◆ How to complete this task ◆
Write down each of the records again, exactly and in full.

Saved data entries
===

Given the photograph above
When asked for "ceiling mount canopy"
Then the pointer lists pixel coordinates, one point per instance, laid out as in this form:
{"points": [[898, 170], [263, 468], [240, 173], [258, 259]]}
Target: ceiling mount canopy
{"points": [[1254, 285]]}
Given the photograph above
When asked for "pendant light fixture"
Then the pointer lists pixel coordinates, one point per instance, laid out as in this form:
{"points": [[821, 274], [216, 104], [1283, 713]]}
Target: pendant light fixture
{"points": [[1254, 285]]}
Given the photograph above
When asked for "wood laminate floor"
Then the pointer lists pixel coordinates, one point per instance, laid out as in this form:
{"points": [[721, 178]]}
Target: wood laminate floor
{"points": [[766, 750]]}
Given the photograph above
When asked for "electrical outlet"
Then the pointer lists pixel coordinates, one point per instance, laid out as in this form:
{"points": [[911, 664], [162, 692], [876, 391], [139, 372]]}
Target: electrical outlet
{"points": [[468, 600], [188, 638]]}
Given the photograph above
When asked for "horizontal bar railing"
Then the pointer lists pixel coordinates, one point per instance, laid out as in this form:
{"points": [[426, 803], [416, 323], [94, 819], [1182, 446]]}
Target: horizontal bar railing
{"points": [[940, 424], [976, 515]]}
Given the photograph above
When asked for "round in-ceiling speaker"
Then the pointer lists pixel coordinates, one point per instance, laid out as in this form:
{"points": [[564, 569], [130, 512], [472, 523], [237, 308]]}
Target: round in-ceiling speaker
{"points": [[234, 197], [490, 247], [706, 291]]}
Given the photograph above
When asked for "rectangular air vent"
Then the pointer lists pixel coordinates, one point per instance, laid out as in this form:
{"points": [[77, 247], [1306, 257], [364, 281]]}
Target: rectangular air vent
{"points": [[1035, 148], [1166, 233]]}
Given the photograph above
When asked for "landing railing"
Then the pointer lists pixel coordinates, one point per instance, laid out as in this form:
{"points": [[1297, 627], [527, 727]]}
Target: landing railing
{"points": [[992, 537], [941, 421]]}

===

◆ Solution ◆
Given the photograph above
When asked for "ceiling mount canopy"
Then the pointer lists pixel coordinates, one point per instance, laid out as in this form:
{"points": [[898, 170], [263, 468], [240, 173], [258, 259]]}
Target: ceiling mount canopy
{"points": [[1254, 285]]}
Given the photograph above
When asked for "pendant light fixture"
Then the pointer lists pixel coordinates, one point per instance, laid out as in this form:
{"points": [[821, 274], [216, 104], [1283, 713]]}
Target: pendant light fixture
{"points": [[1254, 285]]}
Given the photograph above
When asked for "wood laminate floor"
Then the pointer lists pixel coordinates, one point per instance, laid out as in this form:
{"points": [[721, 178]]}
Target: wood laminate floor
{"points": [[766, 750]]}
Given the photograph above
When asked for "electrical outlet"
Then the pointer lists pixel coordinates, one point per instance, laid out as in this form:
{"points": [[911, 664], [162, 692], [876, 391], [139, 372]]}
Target: electrical outlet
{"points": [[468, 600], [188, 638]]}
Given the photograph above
When asked for "horizontal bar railing"
Then the pointer lists pixel coordinates, one point per instance, laid out as in this form:
{"points": [[426, 803], [416, 323], [94, 819], [1182, 446]]}
Target: horizontal bar railing
{"points": [[940, 424], [976, 515]]}
Given the photograph above
When asked for "round in-ceiling speaker"
Then the pointer lists pixel coordinates, one point per instance, laid out as in this form:
{"points": [[564, 569], [130, 512], [472, 523], [237, 308]]}
Target: round in-ceiling speaker
{"points": [[234, 197], [490, 247], [706, 291]]}
Given the photograph above
When asked for "rectangular air vent"
Then the pointer lists pixel coordinates, one point per instance, laid out as in this form:
{"points": [[77, 247], [1306, 257], [364, 281]]}
Target: rectangular air vent
{"points": [[1035, 148], [1166, 233]]}
Given the photograph above
When asked for "landing railing"
Then the pointer lists pixel coordinates, one point per instance, laid out as in this form:
{"points": [[1297, 627], [527, 727]]}
Target: landing railing
{"points": [[992, 537], [941, 421]]}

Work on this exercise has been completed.